··· Data for this task

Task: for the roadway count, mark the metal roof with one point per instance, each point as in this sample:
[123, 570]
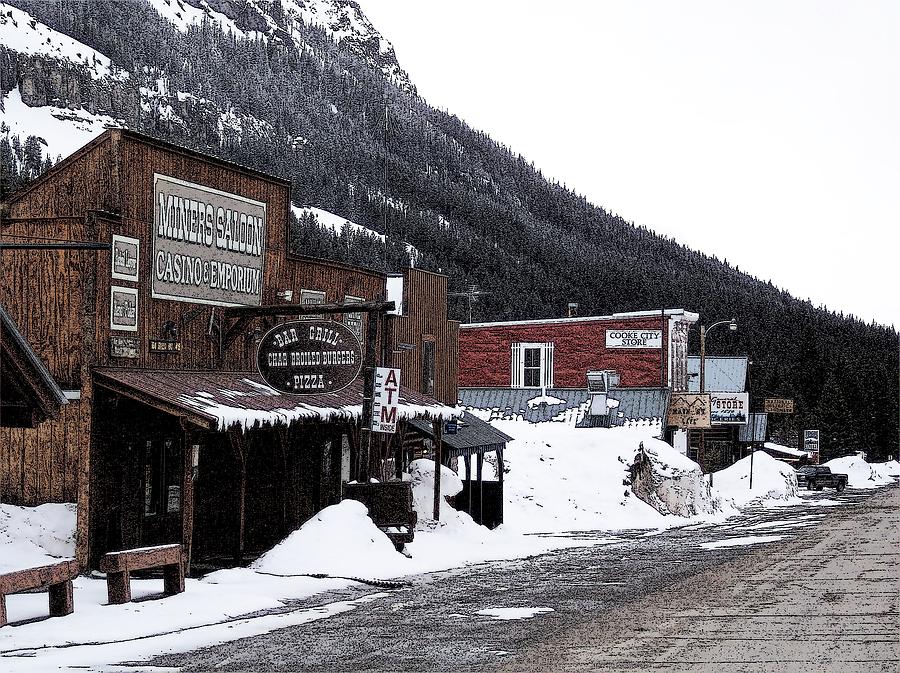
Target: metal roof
[472, 433]
[755, 430]
[219, 400]
[529, 404]
[514, 402]
[669, 312]
[638, 404]
[724, 374]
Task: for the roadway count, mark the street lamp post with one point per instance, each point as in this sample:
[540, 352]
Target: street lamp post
[732, 325]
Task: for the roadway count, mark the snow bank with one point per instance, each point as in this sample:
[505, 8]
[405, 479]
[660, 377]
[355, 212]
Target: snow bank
[34, 536]
[889, 469]
[339, 540]
[772, 480]
[560, 478]
[421, 474]
[860, 474]
[671, 483]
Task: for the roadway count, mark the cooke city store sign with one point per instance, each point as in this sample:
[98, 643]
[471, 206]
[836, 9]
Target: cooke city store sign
[208, 245]
[634, 338]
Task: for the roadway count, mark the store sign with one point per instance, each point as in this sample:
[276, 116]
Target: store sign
[208, 246]
[386, 401]
[775, 405]
[729, 408]
[689, 410]
[123, 308]
[124, 347]
[811, 440]
[125, 258]
[308, 358]
[634, 338]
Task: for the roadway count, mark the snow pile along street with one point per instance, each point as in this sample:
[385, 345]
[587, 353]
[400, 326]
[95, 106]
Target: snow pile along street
[334, 542]
[561, 478]
[860, 474]
[672, 483]
[773, 480]
[36, 536]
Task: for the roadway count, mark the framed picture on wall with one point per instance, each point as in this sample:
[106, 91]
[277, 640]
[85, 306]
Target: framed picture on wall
[123, 308]
[126, 258]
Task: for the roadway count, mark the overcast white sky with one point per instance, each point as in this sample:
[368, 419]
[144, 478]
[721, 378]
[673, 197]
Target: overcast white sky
[762, 132]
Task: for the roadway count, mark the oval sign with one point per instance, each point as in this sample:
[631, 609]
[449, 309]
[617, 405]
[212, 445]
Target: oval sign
[309, 357]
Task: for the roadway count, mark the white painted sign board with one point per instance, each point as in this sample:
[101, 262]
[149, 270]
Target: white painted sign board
[386, 401]
[634, 338]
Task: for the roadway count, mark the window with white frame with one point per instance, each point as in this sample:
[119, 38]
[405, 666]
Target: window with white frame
[532, 365]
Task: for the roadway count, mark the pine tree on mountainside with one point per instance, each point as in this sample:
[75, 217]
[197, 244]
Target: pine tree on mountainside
[532, 244]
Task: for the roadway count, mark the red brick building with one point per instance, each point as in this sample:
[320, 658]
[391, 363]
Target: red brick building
[643, 348]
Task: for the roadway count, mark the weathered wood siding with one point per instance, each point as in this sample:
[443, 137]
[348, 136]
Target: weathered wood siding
[579, 347]
[86, 180]
[425, 319]
[42, 464]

······

* **Exercise brief**:
Transcribe the material above word for word; images do not belong in the copy.

* **Exercise response**:
Task: for the roadway count, mark the metal roof with one point per instance, each point as in this sample:
[123, 570]
Target: metal roof
[472, 433]
[755, 430]
[219, 400]
[529, 404]
[514, 402]
[669, 312]
[638, 404]
[724, 374]
Task: for the roadway count, mark the street lamp post with one point per instance, each point as in this sample:
[540, 352]
Target: street lamp post
[732, 325]
Task: for the roadway count, mark the snow bank with one point per instance, each point as in this sample:
[505, 8]
[405, 479]
[660, 377]
[355, 212]
Target: snow bank
[34, 536]
[889, 469]
[339, 540]
[772, 480]
[560, 478]
[421, 474]
[860, 474]
[671, 483]
Task: for the roadway count, mark the cooke city store sign with one point per instance, each point as in this sample:
[98, 643]
[471, 206]
[836, 9]
Target: cooke city store sign
[208, 245]
[634, 338]
Task: for the roadway count, mark the store sign with one point per instance, each point as in this sample:
[276, 116]
Target: store sign
[208, 246]
[386, 401]
[775, 405]
[729, 408]
[689, 410]
[123, 308]
[124, 347]
[811, 440]
[125, 258]
[308, 358]
[634, 338]
Task: for the roadway count, mark the snow pile along street with one point per instance, each point as in this sample:
[385, 345]
[587, 353]
[400, 326]
[95, 106]
Target: snow pile along street
[334, 542]
[561, 478]
[860, 474]
[672, 483]
[773, 480]
[36, 536]
Task: for the roadway count, mark the framed picture on wall with one point per instance, each point as in this sample:
[106, 91]
[277, 640]
[85, 306]
Target: framed picture on wall
[123, 308]
[126, 258]
Task: for the roadway count, mark the overcast white sky with one point per instance, each point as in this sample:
[368, 419]
[144, 478]
[721, 378]
[673, 197]
Target: overcast white sky
[762, 132]
Task: for the roadway count, mark the oval sign with one point per instance, each point as in this sample:
[631, 609]
[449, 309]
[617, 405]
[212, 445]
Target: oval sign
[309, 357]
Task: for the roadway count, mark the white painted sign board with one point per instance, each point as in this sample:
[101, 262]
[149, 270]
Target: white painted sign board
[386, 401]
[634, 338]
Task: for the roadway count, mark the window with white frame with one point per instance, each point as in this sample:
[119, 38]
[405, 666]
Target: window with white frame
[532, 365]
Task: for the roadway count, mark the pine tree on mountainside with one point per instance, each point as in this sample:
[75, 217]
[197, 244]
Target: pine tree on mountainside
[532, 244]
Task: for the roadway count, mark the red brick building with one point per instance, each point as in this sample:
[320, 658]
[391, 363]
Target: red brick building
[643, 348]
Task: for the roadway count, mark the weathered wood siding with one point per instance, each point as in this sample:
[443, 137]
[348, 136]
Target: weathered wood siding
[579, 347]
[86, 180]
[425, 319]
[42, 464]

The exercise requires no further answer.